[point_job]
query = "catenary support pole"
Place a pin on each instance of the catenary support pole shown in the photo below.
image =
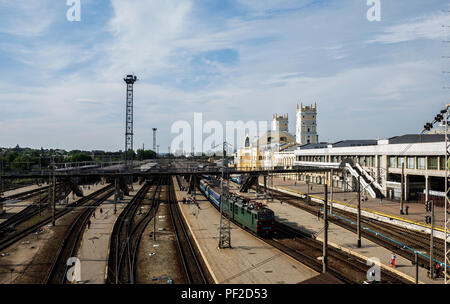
(359, 213)
(325, 232)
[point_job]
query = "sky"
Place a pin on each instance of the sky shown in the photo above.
(62, 84)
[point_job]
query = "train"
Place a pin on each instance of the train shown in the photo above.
(237, 178)
(251, 215)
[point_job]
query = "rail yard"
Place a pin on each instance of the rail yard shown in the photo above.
(163, 229)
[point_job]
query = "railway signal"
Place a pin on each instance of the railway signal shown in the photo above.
(429, 219)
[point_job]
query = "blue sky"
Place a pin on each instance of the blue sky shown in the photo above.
(61, 82)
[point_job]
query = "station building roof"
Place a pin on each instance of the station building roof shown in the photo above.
(417, 139)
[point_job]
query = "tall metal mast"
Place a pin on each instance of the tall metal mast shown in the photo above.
(224, 230)
(447, 199)
(129, 80)
(154, 139)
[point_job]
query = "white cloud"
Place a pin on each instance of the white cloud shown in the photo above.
(429, 27)
(25, 17)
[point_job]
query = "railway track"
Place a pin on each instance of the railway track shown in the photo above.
(396, 238)
(34, 223)
(29, 211)
(126, 236)
(57, 273)
(192, 267)
(28, 194)
(346, 267)
(307, 250)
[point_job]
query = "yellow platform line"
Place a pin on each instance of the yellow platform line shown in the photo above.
(369, 210)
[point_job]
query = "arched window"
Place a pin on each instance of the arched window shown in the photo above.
(247, 142)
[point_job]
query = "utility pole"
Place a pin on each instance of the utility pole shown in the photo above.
(402, 188)
(116, 194)
(432, 241)
(53, 192)
(416, 261)
(129, 80)
(359, 213)
(447, 199)
(224, 229)
(331, 185)
(325, 232)
(1, 185)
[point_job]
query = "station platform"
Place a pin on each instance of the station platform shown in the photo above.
(22, 189)
(381, 207)
(249, 261)
(93, 251)
(340, 238)
(31, 251)
(13, 208)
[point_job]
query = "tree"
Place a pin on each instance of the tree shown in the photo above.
(78, 157)
(147, 154)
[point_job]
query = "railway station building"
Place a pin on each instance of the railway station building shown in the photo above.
(421, 159)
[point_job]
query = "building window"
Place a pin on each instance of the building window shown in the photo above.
(410, 163)
(392, 163)
(421, 163)
(400, 161)
(442, 162)
(432, 163)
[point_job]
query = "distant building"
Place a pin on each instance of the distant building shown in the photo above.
(280, 123)
(306, 128)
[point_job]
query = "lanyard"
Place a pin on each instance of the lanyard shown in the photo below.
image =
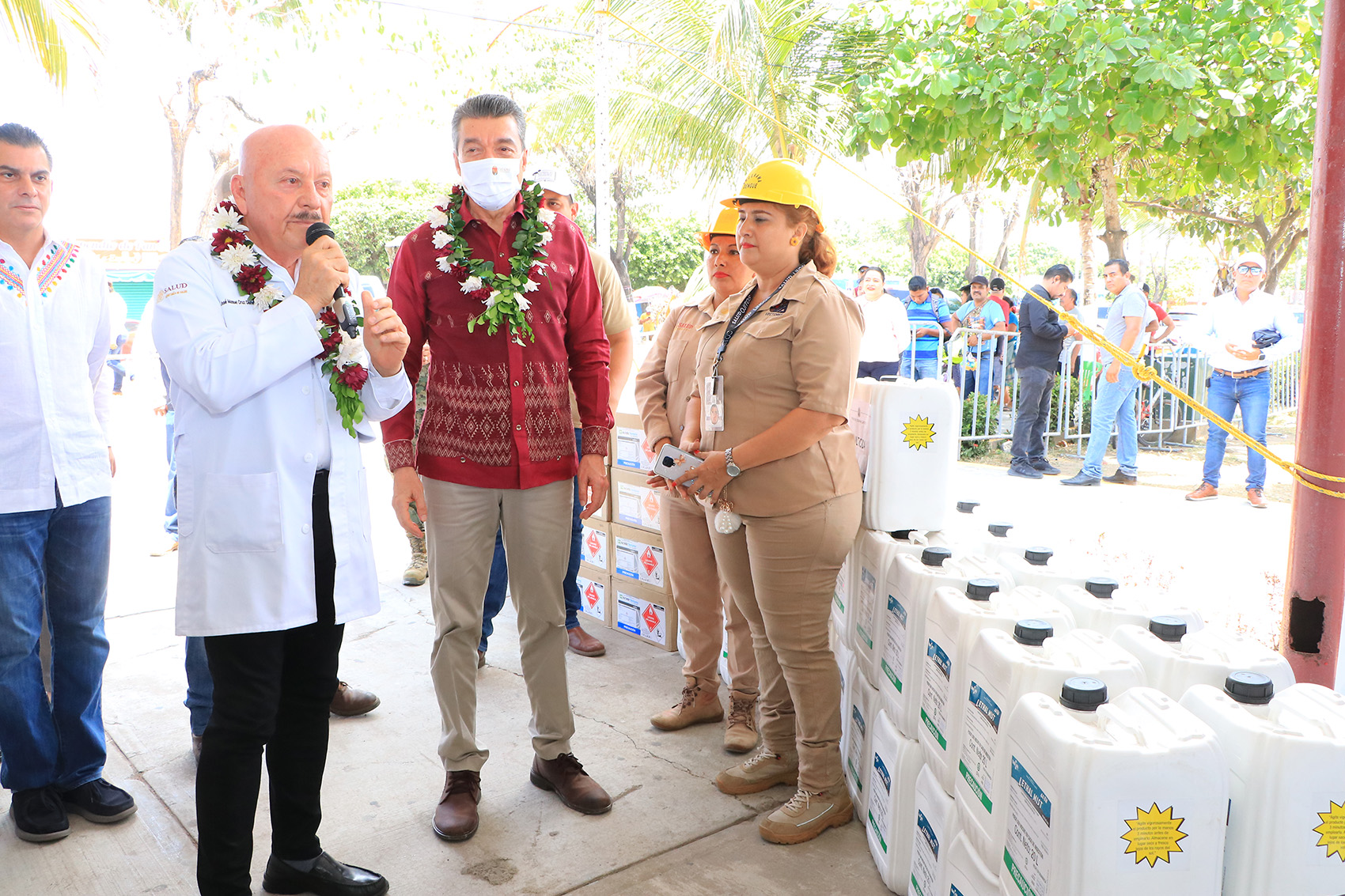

-=-=-

WHAT IS BEING ASKED: How many lines in the data above contain the word "support"? Reply with the number alone.

SOLUTION: 2